Coordinate annotation entries:

####

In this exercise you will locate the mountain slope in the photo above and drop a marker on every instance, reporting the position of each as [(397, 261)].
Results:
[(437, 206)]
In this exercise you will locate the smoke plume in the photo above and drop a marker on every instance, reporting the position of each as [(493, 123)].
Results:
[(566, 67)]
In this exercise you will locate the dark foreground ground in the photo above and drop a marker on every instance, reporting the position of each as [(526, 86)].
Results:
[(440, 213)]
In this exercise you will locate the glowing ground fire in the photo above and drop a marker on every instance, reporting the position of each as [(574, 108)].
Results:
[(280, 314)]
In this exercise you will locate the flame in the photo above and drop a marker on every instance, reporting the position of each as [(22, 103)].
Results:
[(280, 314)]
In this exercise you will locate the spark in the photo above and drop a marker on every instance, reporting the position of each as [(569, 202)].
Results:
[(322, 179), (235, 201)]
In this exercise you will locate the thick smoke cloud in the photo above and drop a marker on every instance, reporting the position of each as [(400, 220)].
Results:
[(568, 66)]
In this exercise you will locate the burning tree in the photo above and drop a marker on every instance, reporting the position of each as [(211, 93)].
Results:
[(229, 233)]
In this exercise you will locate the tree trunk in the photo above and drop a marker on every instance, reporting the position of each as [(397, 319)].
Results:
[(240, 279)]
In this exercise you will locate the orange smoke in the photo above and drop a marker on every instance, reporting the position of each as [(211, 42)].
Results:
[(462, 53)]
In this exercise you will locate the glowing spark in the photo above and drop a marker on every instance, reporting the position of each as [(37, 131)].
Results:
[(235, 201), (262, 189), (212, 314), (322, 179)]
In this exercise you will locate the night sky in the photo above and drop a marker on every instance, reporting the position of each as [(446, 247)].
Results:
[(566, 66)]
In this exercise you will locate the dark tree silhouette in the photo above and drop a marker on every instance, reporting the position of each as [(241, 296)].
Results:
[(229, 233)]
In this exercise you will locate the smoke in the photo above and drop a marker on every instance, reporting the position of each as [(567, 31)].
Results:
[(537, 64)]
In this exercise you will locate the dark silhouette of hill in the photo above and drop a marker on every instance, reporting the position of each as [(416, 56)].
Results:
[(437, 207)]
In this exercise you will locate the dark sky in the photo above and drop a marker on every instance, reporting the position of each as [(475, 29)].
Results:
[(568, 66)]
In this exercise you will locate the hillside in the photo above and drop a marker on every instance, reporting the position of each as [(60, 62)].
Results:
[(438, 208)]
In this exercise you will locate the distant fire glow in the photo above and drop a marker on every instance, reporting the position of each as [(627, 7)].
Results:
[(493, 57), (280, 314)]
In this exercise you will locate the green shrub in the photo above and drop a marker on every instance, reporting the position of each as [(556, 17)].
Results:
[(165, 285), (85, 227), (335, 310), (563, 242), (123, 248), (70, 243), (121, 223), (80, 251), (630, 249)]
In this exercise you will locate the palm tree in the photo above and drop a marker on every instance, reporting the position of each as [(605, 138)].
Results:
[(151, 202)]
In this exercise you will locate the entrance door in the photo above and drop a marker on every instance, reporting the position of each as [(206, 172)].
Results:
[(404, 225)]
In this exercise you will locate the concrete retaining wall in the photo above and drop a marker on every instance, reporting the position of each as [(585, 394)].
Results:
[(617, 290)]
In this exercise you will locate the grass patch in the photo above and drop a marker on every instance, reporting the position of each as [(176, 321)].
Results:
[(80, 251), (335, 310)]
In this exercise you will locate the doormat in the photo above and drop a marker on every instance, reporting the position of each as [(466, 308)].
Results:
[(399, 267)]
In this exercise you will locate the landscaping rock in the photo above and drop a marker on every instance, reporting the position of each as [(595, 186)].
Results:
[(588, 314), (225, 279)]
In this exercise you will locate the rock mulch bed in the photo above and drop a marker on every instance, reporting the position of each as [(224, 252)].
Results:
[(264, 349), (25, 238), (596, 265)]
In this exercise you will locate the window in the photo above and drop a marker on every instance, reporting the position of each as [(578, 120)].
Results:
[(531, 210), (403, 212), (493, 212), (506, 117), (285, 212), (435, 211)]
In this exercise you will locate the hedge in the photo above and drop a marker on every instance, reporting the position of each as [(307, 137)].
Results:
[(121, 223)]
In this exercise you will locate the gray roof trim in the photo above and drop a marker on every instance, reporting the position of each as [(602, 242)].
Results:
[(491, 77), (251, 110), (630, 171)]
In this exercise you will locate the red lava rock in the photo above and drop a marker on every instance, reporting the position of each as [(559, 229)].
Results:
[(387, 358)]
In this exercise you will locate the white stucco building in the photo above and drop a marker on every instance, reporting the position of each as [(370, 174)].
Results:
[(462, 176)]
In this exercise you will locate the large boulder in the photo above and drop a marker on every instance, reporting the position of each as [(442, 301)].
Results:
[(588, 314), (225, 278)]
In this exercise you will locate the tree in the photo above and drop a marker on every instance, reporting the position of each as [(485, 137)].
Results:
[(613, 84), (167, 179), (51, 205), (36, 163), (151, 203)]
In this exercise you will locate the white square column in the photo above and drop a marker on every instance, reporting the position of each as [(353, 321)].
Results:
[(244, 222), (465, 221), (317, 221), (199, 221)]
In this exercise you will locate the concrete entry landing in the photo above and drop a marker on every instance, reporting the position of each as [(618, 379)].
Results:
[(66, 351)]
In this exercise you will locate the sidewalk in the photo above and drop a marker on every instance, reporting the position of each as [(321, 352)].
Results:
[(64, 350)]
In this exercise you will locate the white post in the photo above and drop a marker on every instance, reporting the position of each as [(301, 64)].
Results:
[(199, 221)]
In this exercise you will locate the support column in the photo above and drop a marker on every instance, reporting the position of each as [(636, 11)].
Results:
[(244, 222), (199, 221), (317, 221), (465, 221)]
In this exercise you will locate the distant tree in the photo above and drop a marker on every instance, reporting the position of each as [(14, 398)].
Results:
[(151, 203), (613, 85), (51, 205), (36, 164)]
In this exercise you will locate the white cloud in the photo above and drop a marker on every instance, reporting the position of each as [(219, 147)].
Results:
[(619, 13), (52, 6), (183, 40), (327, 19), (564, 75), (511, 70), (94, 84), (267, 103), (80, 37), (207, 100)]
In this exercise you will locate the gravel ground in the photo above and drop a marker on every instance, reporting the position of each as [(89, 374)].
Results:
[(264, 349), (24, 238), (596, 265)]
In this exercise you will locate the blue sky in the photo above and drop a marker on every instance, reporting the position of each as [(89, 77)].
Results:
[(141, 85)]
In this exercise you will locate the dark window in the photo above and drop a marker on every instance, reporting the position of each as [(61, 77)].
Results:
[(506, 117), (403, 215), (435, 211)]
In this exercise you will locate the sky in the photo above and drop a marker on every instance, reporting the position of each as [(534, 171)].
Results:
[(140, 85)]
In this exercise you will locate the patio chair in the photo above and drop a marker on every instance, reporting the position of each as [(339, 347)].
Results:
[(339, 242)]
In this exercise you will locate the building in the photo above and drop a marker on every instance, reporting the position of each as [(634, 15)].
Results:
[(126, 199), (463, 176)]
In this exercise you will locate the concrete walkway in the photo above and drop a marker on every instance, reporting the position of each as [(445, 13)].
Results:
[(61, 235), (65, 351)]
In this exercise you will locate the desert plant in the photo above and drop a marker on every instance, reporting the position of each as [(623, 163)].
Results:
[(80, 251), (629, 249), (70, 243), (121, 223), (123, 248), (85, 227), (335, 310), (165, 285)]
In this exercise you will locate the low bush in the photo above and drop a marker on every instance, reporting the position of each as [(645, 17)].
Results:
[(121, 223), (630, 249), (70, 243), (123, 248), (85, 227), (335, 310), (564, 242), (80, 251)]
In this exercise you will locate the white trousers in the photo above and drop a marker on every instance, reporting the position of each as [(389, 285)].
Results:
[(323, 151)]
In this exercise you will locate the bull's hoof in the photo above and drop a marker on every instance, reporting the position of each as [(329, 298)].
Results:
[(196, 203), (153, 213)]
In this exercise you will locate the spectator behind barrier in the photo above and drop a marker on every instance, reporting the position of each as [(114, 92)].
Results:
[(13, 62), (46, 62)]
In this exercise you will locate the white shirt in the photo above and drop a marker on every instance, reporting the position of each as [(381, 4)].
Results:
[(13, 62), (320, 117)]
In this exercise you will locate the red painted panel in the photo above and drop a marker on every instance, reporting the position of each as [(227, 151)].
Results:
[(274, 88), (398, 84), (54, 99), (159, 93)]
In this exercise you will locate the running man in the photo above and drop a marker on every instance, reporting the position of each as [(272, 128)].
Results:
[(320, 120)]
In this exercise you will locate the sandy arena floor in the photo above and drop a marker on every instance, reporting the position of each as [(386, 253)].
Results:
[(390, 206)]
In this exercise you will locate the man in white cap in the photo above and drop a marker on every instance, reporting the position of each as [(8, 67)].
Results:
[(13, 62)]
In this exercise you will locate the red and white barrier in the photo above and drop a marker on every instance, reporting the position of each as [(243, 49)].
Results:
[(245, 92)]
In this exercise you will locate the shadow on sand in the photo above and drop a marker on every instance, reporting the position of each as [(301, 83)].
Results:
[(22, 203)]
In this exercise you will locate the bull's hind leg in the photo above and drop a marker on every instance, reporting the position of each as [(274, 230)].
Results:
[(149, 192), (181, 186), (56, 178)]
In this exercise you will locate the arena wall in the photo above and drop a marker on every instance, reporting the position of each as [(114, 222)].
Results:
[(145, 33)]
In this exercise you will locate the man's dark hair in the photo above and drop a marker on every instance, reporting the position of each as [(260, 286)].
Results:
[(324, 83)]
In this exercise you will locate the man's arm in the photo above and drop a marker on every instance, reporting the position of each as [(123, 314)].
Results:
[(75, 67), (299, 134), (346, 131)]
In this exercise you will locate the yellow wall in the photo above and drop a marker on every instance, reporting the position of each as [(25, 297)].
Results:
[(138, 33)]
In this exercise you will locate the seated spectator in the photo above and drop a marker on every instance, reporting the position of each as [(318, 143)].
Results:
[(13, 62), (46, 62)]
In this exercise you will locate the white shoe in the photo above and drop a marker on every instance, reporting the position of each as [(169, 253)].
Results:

####

Can you render the material as a numbered list, starting at its first line and ending at the line containing "[(462, 53)]", with any blank lines left out?

1. In this exercise you will locate the mountain slope in the photo above and drop a marker on every instance, reporting the position of each as [(397, 261)].
2. Results:
3. [(437, 206)]
4. In this exercise you will locate the smoke plume in the photo above and drop a marker on every instance, reporting the position of each as [(493, 123)].
5. Results:
6. [(566, 67)]
7. In this exercise you will locate the dark foreground ground in the photo above and drop a marker on every instance, reporting the position of each as [(526, 86)].
8. Results:
9. [(440, 213)]
10. In this exercise you will locate the glowing ground fire in the photo above and drop a marker on every instance, reporting the position of each as [(574, 108)].
11. Results:
12. [(280, 314)]
13. In this exercise you will locate the flame in the photo above and drop a marker on every instance, reporting the position of each as [(22, 103)].
14. Results:
15. [(280, 314)]
16. In this exercise you will locate the spark in the photo above and drop a marker on every instance, reporting the position of each as [(569, 202)].
17. Results:
18. [(322, 179), (235, 201)]
19. In this exercise you will locate the thick smoke cloud in the photo above and drop a marker on every instance, reporting the position of each as [(400, 220)].
20. Results:
21. [(568, 66)]
22. In this exercise you will locate the burning tree in the photo above and drop a marker on every instance, reporting the position of each as [(211, 93)].
23. Results:
24. [(229, 233)]
25. In this exercise you will locate the tree trunk in the photo above and drop a marker on every instance, reporting the position of each as [(397, 319)].
26. Results:
27. [(240, 279)]
28. In this exercise you will locate the orange smoke in the photo above and drop a marker on every instance, reporting the position of each as [(211, 42)].
29. Results:
30. [(462, 53)]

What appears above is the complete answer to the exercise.